• Reading text
........
Wednesday, 22 December 2010

Sign-off: are you getting this right?

It is vital you agree who is to sign-off which stage of your project. Identifying the sign-off people is a MUST before the project begins or you will quickly be put in that equivalent of the never ending spiral of planes waiting for landing!

Actually, not getting a single point of sign-off causes so many risks that it may be the most important part to agree prior to start-up. The consequences of not having a sign-off include many people having their own opinions and wishes of what to change, delays to the project that quickly escalate at each sign-off point, the opportunity for the client to demand changes to the agreement/contract, and the higher probability of conflict between you and the client.

That doesn't paint a smooth project path. Does it?

Yes, the clients may well rile against having one sign-off at each stage. You need to counter their wish for debate and consensus, or, build this into the timescale. By explaining the consequences to them of having several sign-off people, or several rounds of agreement for each stage, you can educate them on the cost savings of a single sign-off; the time-scale savings, and the positives of getting the project out faster, gaining feedback from the true users and a second phase revamp-project based on true use rather than gut feeling. Now, I'm not against gut feeling when it is backed by experience in the market with digital media – that's informed opinion. And it is true that many clients have different perspectives on what suits their market and branding, but just like you managing your internal teams' expectations and specialisms, the client faces the same from their individuals. In the end, someone has to call the tune. So the faster you identify the person with the clout and budget responsibility the better for your project.
........
• Supplied information
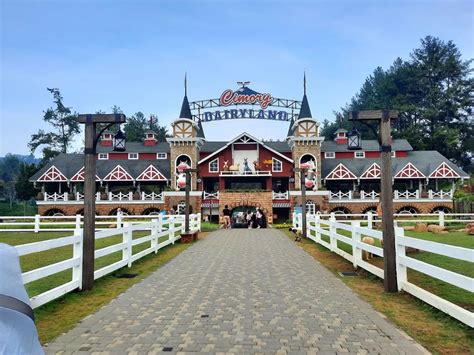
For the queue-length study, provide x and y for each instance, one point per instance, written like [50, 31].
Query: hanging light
[353, 139]
[119, 141]
[182, 166]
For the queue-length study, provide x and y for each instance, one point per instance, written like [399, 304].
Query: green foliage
[138, 124]
[433, 92]
[64, 128]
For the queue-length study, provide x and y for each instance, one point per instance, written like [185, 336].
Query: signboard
[258, 102]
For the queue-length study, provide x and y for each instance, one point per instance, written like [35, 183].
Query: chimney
[107, 139]
[340, 136]
[150, 138]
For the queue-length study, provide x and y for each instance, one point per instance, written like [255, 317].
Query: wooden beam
[101, 118]
[371, 115]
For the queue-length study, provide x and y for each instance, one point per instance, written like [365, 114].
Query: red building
[246, 172]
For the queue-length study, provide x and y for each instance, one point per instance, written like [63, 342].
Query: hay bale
[420, 227]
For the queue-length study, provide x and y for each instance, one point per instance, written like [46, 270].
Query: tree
[433, 92]
[64, 125]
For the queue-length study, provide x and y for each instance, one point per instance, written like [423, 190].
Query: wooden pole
[186, 213]
[390, 270]
[89, 208]
[303, 201]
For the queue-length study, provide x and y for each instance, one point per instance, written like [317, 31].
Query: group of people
[251, 219]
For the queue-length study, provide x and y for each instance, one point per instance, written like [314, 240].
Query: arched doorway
[243, 216]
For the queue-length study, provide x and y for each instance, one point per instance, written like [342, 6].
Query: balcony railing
[246, 173]
[281, 195]
[397, 195]
[211, 195]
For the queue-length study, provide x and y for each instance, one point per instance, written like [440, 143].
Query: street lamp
[184, 168]
[353, 139]
[382, 119]
[90, 151]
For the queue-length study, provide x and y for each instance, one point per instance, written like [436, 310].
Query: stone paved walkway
[238, 291]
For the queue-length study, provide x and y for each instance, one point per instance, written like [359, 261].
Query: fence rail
[166, 228]
[318, 227]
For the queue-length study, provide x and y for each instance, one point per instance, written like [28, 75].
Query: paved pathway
[238, 291]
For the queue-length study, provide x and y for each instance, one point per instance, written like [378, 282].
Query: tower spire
[185, 84]
[304, 83]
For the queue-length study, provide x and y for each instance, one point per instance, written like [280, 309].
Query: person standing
[226, 213]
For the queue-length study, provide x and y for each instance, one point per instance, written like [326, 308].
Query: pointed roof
[185, 109]
[305, 111]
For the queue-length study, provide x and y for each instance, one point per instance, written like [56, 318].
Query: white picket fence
[318, 227]
[169, 227]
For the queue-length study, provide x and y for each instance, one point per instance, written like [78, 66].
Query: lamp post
[183, 167]
[90, 151]
[382, 119]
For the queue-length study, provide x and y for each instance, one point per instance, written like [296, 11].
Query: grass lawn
[62, 314]
[435, 330]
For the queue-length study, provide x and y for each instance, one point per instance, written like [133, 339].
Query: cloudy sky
[134, 54]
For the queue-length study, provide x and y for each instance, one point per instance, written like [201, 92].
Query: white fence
[164, 230]
[353, 233]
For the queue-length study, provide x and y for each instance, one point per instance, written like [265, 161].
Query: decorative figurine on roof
[226, 166]
[247, 169]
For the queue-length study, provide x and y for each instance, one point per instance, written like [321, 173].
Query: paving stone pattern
[238, 291]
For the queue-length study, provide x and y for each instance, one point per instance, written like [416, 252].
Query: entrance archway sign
[259, 104]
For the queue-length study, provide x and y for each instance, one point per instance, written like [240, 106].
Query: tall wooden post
[386, 199]
[382, 118]
[89, 207]
[91, 138]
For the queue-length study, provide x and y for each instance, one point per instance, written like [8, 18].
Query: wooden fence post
[356, 251]
[154, 234]
[37, 223]
[370, 220]
[171, 228]
[317, 227]
[77, 253]
[400, 252]
[78, 221]
[127, 239]
[332, 232]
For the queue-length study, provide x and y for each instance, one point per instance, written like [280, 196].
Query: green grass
[62, 314]
[440, 288]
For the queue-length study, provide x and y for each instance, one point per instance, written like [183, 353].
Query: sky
[134, 54]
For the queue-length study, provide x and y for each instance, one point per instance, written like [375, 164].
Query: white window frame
[281, 165]
[209, 166]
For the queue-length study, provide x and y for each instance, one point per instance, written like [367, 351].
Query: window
[214, 166]
[277, 166]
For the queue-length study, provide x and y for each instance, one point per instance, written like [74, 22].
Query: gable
[340, 172]
[443, 171]
[52, 174]
[409, 171]
[151, 174]
[118, 174]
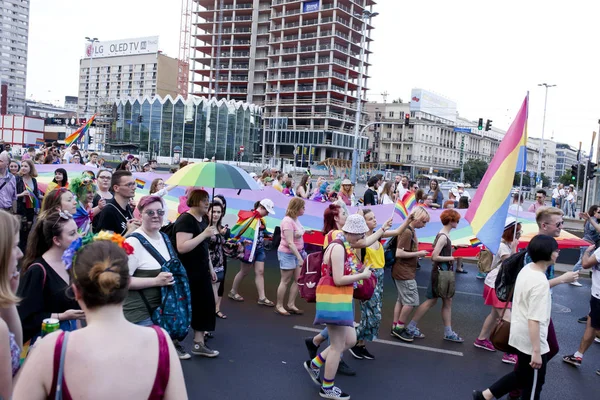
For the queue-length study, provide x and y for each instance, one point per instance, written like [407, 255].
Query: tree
[474, 171]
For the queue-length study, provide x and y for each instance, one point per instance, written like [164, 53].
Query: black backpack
[507, 275]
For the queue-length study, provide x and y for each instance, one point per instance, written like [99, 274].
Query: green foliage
[474, 171]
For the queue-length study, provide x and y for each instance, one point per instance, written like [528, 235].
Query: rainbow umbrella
[213, 175]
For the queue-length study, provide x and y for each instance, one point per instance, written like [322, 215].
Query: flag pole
[520, 193]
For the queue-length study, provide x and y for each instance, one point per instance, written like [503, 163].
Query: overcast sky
[484, 55]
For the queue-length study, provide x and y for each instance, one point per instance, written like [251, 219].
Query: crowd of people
[107, 287]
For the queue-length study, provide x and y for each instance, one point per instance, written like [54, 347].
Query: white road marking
[465, 293]
[392, 343]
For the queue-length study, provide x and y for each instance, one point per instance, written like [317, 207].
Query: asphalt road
[262, 353]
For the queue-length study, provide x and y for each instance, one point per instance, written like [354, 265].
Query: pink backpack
[310, 274]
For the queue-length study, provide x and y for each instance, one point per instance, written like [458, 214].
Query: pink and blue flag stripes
[489, 208]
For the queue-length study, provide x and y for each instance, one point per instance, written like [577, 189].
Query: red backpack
[310, 274]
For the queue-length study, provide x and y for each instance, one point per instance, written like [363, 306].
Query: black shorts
[595, 312]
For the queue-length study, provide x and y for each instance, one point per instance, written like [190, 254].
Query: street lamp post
[275, 131]
[87, 106]
[539, 174]
[366, 16]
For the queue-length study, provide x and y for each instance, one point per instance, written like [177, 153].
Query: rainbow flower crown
[70, 254]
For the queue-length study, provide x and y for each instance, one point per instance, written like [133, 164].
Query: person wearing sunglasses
[117, 216]
[45, 281]
[145, 270]
[540, 198]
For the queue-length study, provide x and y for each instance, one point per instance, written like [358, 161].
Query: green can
[50, 325]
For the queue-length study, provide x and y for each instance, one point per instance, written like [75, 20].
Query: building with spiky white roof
[197, 127]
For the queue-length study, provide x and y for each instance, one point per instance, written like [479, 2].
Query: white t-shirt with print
[531, 301]
[141, 258]
[490, 279]
[596, 276]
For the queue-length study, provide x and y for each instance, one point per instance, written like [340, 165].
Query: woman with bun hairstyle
[109, 346]
[45, 282]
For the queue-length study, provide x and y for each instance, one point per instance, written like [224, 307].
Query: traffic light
[591, 170]
[488, 125]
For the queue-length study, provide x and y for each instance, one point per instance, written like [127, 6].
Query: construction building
[301, 60]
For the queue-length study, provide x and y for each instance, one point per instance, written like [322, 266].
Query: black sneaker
[313, 373]
[402, 334]
[311, 347]
[574, 361]
[181, 352]
[366, 354]
[477, 395]
[345, 369]
[357, 352]
[333, 393]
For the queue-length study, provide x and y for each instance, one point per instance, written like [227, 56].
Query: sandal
[282, 312]
[219, 314]
[266, 302]
[235, 296]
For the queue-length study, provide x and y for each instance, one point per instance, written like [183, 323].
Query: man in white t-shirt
[593, 322]
[529, 324]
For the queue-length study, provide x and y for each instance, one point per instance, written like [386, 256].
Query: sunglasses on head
[151, 213]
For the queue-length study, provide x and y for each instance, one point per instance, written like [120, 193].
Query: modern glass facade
[202, 127]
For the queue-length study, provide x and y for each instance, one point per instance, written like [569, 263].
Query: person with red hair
[440, 285]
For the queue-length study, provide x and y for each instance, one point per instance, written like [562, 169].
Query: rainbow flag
[489, 207]
[79, 133]
[410, 201]
[400, 208]
[475, 242]
[246, 230]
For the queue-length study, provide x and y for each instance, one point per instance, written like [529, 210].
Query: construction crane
[185, 37]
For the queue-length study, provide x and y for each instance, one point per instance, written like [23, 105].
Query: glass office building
[201, 127]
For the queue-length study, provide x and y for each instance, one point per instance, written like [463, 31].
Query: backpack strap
[159, 258]
[170, 247]
[44, 270]
[151, 249]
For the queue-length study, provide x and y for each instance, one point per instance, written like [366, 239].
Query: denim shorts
[259, 254]
[288, 261]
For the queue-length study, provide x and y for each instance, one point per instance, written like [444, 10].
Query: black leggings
[221, 289]
[523, 378]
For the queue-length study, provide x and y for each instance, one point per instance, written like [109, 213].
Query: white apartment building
[120, 69]
[429, 144]
[14, 37]
[300, 59]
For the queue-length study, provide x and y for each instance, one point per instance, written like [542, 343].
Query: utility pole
[539, 174]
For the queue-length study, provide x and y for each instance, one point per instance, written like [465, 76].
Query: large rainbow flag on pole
[79, 133]
[489, 207]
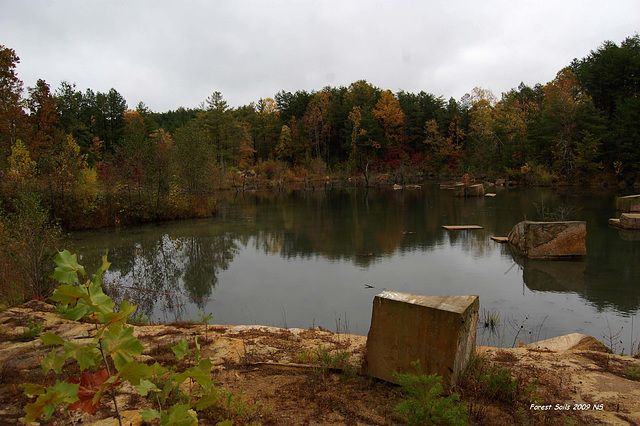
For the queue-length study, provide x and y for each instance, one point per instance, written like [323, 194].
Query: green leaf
[146, 386]
[88, 356]
[179, 415]
[78, 312]
[118, 318]
[196, 352]
[68, 268]
[32, 389]
[60, 393]
[120, 343]
[52, 362]
[181, 349]
[68, 294]
[134, 371]
[149, 415]
[99, 302]
[52, 339]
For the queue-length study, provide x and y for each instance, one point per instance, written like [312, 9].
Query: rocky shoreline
[279, 377]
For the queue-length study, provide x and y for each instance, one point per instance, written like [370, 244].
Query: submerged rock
[550, 240]
[628, 204]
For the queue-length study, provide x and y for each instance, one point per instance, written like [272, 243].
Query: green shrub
[425, 405]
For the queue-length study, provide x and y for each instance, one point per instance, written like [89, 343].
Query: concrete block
[476, 190]
[439, 331]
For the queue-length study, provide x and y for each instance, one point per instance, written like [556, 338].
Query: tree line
[83, 150]
[81, 159]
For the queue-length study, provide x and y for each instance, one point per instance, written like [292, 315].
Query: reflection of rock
[629, 203]
[630, 220]
[439, 331]
[629, 235]
[557, 275]
[466, 190]
[570, 342]
[549, 240]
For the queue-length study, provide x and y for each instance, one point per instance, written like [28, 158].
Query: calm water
[307, 259]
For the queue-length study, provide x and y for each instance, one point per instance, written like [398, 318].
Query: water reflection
[313, 256]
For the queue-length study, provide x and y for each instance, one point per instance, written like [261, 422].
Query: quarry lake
[315, 258]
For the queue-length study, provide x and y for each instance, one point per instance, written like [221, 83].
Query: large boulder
[550, 240]
[628, 204]
[438, 331]
[462, 189]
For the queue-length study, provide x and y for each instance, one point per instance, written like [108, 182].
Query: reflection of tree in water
[164, 274]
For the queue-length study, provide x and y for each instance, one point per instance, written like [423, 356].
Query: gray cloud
[170, 54]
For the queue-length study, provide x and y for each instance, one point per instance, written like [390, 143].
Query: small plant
[424, 404]
[139, 318]
[205, 319]
[113, 339]
[486, 381]
[491, 319]
[33, 330]
[634, 372]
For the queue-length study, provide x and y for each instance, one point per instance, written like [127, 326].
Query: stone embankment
[273, 368]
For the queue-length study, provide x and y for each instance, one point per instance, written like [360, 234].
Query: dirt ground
[269, 375]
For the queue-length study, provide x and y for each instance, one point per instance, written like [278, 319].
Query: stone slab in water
[629, 204]
[550, 240]
[439, 331]
[630, 220]
[461, 227]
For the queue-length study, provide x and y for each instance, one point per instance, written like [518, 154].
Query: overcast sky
[176, 53]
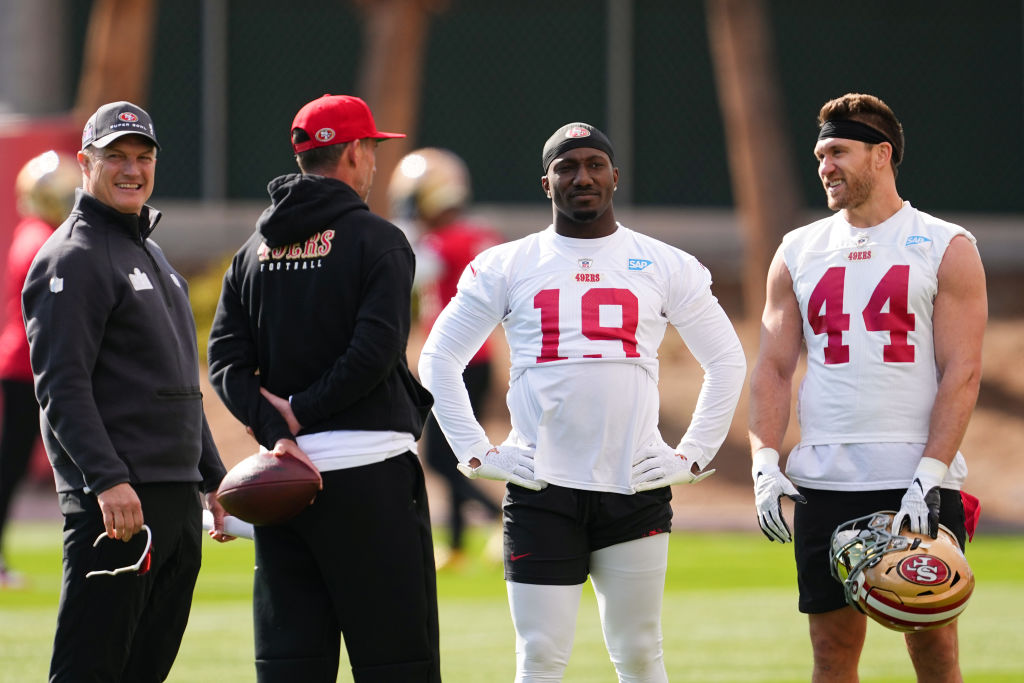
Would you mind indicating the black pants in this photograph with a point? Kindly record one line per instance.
(358, 563)
(126, 628)
(19, 431)
(440, 458)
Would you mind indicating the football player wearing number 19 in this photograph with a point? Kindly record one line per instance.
(890, 303)
(585, 304)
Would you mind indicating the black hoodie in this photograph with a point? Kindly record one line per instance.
(114, 355)
(316, 306)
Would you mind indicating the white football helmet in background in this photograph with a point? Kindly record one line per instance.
(426, 182)
(905, 583)
(45, 186)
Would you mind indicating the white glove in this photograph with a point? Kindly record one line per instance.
(505, 463)
(658, 465)
(920, 507)
(769, 487)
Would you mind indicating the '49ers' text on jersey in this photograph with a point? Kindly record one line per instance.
(866, 297)
(584, 321)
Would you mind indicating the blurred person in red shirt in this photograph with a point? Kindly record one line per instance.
(45, 191)
(428, 194)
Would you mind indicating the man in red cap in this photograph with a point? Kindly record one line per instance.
(308, 351)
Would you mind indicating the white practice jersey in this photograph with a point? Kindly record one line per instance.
(584, 321)
(866, 297)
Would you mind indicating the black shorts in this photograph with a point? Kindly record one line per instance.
(550, 534)
(815, 521)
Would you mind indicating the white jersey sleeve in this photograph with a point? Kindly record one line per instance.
(584, 321)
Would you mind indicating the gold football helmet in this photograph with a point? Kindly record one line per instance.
(427, 182)
(909, 582)
(45, 186)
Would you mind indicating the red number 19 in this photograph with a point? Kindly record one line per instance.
(591, 302)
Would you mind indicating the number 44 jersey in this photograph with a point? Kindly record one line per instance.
(866, 296)
(584, 319)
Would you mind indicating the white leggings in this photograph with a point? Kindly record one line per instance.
(629, 583)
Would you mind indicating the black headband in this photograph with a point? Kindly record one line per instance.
(573, 135)
(854, 130)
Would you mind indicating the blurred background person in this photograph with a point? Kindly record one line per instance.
(45, 195)
(428, 194)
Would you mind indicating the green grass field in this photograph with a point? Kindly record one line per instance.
(729, 615)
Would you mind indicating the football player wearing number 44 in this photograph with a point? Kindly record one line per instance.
(890, 303)
(585, 305)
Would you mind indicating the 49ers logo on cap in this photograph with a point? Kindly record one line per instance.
(924, 569)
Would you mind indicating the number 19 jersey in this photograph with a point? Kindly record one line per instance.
(584, 321)
(866, 297)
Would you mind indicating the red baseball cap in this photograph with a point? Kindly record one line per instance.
(336, 119)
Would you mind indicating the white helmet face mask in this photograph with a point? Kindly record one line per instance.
(906, 583)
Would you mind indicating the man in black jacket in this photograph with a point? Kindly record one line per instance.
(308, 351)
(116, 370)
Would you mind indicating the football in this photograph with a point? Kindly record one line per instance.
(267, 489)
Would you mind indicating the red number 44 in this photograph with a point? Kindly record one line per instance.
(825, 314)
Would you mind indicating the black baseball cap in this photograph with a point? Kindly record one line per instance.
(570, 136)
(114, 120)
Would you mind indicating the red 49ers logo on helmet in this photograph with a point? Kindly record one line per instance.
(924, 569)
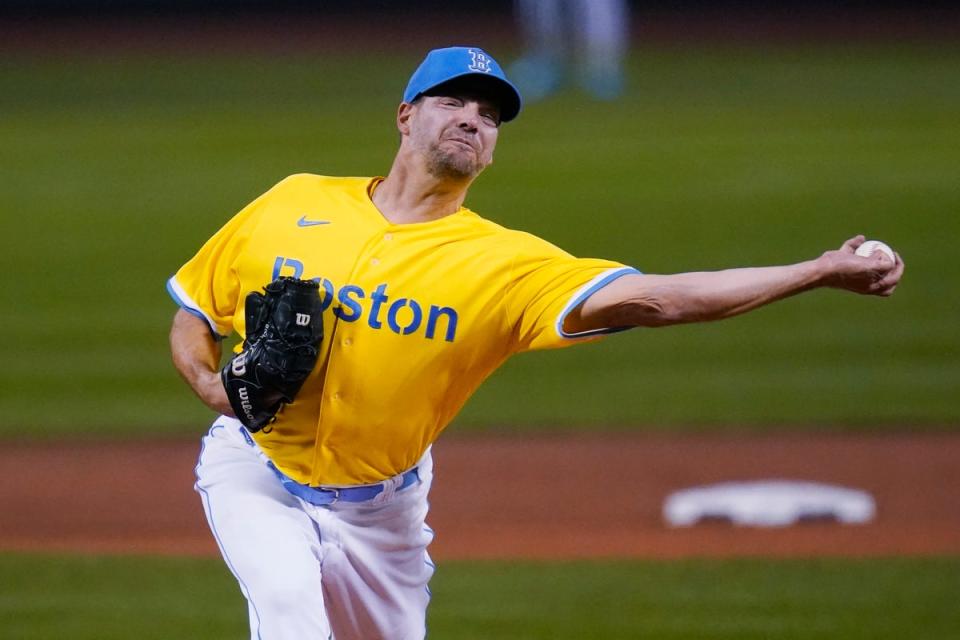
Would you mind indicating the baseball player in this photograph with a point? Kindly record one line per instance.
(317, 493)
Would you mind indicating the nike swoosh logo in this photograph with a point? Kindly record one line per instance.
(303, 222)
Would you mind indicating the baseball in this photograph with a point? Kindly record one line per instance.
(870, 247)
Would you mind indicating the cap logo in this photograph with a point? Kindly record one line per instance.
(479, 61)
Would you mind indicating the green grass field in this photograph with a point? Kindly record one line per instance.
(102, 598)
(117, 168)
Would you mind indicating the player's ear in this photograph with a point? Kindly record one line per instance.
(404, 113)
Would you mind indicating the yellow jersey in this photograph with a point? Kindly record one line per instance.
(416, 316)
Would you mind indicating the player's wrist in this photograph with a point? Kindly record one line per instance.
(213, 393)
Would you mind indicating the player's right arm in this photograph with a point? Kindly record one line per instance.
(196, 355)
(661, 300)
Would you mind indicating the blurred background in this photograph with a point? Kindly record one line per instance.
(673, 136)
(714, 134)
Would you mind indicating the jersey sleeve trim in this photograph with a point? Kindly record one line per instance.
(187, 304)
(585, 292)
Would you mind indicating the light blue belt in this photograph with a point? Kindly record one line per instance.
(320, 496)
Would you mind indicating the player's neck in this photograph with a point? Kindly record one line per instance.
(406, 196)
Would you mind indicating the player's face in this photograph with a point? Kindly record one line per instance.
(456, 133)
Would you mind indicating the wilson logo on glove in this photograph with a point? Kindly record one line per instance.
(284, 330)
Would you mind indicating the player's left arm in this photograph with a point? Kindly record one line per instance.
(661, 300)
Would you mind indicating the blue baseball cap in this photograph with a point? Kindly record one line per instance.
(444, 65)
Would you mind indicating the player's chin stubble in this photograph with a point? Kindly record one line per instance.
(446, 164)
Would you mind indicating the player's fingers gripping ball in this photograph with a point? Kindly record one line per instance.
(871, 247)
(284, 327)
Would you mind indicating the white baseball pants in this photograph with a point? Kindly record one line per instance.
(345, 571)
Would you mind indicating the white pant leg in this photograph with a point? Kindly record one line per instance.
........
• Given instruction
Reproduce the passage of the post on project sign-off starting with "Wednesday, 22 December" and going on through "and the client.", with "client" changed to "customer" throughout.

• The answer
Wednesday, 22 December 2010

Sign-off: are you getting this right?

It is vital you agree who is to sign-off which stage of your project. Identifying the sign-off people is a MUST before the project begins or you will quickly be put in that equivalent of the never ending spiral of planes waiting for landing!

Actually, not getting a single point of sign-off causes so many risks that it may be the most important part to agree prior to start-up. The consequences of not having a sign-off include many people having their own opinions and wishes of what to change, delays to the project that quickly escalate at each sign-off point, the opportunity for the customer to demand changes to the agreement/contract, and the higher probability of conflict between you and the customer.